◆ PAGE EXCERPT
»»

Congress is looking over a new bill that would require all new cars to be equipped with alcohol detection systems by 2024. It is a step that would save some 7,000 lives a year, according to lawmakers. Residents of Colorado should know that these numbers are not exaggerated. Drunk driving is an epidemic. Every day in the U.S., 30 people die in drunk driving crashes.
The Reduce Impaired Driving for Everyone Act of 2019 would fund the research and development stage and establish a pilot program testing vehicles with the resulting software. Whether or not the development team would use existing technology has not been clarified. However, the success of ignition interlock devices has no doubt influenced lawmakers.
IIDs are systems that require drivers to breathe into a breathalyzer before starting the car. If their BAC is above the legal limit, the vehicle will be prevented from starting. While the vehicle is in motion, IIDs require “rolling samples” of alcohol-free breath to keep drivers from drinking behind the wheel. Many states require that DUI offenders pay to install IIDs.
Since 2006, IIDs have prevented at least 3 million attempts by drunk motorists to start their cars. The technology is not perfect, though; false positives can arise from mouthwash and other substances.
Drunk driving often forms the basis for auto accident cases. A crash victim could file a personal injury claim to recover damages. These damages may include past and future medical expenses, physical and emotional suffering and lost wages. To ensure a fair settlement, a victim might want to hire a lawyer. If a settlement cannot be reached with the other side’s insurance company, legal counsel may recommend taking the case to court.

««

◆ ACTION ITEM A
List the kinds of damages that the article on alcohol detection systems in cars says a crash victim's claim may include.
◆ ACTION ITEM B
Reproduce the article on alcohol detection systems in cars from "The Reduce Impaired" to "to install IIDs.".
The material after this point is separate from the article on alcohol detection systems in cars.

◆ INFORMATION PROVIDED
»»

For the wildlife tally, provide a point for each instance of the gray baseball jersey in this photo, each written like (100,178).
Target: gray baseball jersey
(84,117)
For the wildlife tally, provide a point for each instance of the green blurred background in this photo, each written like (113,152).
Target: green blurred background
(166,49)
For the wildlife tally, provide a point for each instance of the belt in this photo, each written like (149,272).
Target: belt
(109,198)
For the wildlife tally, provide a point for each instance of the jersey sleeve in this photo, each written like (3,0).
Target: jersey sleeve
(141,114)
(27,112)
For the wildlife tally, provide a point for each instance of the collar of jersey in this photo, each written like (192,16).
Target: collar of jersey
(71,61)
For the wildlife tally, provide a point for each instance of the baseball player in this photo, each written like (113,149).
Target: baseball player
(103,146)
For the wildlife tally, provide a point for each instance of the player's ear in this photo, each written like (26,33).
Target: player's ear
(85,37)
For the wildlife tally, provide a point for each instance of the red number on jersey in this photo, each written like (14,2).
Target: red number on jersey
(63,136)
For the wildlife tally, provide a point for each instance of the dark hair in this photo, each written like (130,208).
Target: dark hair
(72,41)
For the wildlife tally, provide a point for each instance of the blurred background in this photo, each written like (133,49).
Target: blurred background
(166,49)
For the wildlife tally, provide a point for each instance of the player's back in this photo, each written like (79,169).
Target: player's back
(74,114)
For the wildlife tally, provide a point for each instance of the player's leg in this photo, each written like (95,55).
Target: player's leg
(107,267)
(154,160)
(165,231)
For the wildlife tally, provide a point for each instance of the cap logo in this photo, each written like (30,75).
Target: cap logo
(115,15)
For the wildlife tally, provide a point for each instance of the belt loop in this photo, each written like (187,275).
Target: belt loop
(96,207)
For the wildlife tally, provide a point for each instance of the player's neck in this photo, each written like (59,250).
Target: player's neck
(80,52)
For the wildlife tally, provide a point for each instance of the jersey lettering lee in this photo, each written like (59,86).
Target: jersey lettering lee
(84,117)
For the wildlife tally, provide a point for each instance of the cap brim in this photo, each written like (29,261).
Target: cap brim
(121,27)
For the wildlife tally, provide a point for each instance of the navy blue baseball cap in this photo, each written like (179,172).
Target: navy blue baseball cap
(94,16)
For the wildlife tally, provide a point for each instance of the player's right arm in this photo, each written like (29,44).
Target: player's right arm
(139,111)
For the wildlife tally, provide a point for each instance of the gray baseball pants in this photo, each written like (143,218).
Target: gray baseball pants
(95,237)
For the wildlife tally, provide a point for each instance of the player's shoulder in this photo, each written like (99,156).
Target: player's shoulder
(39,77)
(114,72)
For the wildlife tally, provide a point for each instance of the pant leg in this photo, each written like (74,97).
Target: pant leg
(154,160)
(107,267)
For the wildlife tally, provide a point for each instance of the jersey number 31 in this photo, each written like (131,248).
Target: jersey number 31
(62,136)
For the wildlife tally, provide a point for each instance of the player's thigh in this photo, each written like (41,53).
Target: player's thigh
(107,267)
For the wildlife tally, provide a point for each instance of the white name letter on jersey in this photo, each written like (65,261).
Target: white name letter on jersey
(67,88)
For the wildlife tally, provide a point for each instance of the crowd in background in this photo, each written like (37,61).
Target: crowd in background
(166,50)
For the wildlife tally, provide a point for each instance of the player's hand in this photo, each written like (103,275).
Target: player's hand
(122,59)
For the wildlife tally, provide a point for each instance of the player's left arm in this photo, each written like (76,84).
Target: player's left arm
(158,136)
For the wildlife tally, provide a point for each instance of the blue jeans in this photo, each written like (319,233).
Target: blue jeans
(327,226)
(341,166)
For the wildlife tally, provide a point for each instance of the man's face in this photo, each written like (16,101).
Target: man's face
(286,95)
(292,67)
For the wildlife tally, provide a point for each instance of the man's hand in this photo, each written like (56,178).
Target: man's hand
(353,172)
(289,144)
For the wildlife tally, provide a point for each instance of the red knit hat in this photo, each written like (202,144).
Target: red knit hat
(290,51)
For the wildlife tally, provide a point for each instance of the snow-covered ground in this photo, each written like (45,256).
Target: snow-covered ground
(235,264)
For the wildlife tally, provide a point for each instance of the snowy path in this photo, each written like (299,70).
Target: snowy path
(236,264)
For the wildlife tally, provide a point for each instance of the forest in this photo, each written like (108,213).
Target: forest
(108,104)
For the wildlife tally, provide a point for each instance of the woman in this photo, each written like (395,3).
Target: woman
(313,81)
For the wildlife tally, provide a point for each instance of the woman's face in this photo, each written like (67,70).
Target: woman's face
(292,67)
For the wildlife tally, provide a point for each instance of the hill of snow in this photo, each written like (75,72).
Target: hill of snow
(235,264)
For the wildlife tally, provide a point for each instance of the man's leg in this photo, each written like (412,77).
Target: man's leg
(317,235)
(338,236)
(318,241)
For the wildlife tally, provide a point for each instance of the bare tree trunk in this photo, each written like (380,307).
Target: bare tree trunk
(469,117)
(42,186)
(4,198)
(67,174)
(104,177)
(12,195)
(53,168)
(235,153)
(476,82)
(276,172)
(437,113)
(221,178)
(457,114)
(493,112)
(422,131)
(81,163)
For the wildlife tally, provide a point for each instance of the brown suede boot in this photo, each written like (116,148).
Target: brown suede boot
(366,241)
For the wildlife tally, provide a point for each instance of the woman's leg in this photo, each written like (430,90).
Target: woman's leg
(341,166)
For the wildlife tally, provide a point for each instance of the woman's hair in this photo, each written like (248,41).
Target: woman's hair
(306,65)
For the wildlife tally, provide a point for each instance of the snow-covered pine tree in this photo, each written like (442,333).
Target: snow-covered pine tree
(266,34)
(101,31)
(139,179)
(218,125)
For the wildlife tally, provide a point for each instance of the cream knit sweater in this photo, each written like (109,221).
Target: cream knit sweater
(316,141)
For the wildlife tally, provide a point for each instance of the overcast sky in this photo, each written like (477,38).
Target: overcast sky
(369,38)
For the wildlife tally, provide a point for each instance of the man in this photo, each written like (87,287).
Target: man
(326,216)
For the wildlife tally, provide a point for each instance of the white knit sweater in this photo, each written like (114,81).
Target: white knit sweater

««

◆ ANSWER AREA A
- Past and future medical expenses
- Physical and emotional suffering
- Lost wages

◆ ANSWER AREA B
The Reduce Impaired Driving for Everyone Act of 2019 would fund the research and development stage and establish a pilot program testing vehicles with the resulting software. Whether or not the development team would use existing technology has not been clarified. However, the success of ignition interlock devices has no doubt influenced lawmakers.
IIDs are systems that require drivers to breathe into a breathalyzer before starting the car. If their BAC is above the legal limit, the vehicle will be prevented from starting. While the vehicle is in motion, IIDs require “rolling samples” of alcohol-free breath to keep drivers from drinking behind the wheel. Many states require that DUI offenders pay to install IIDs.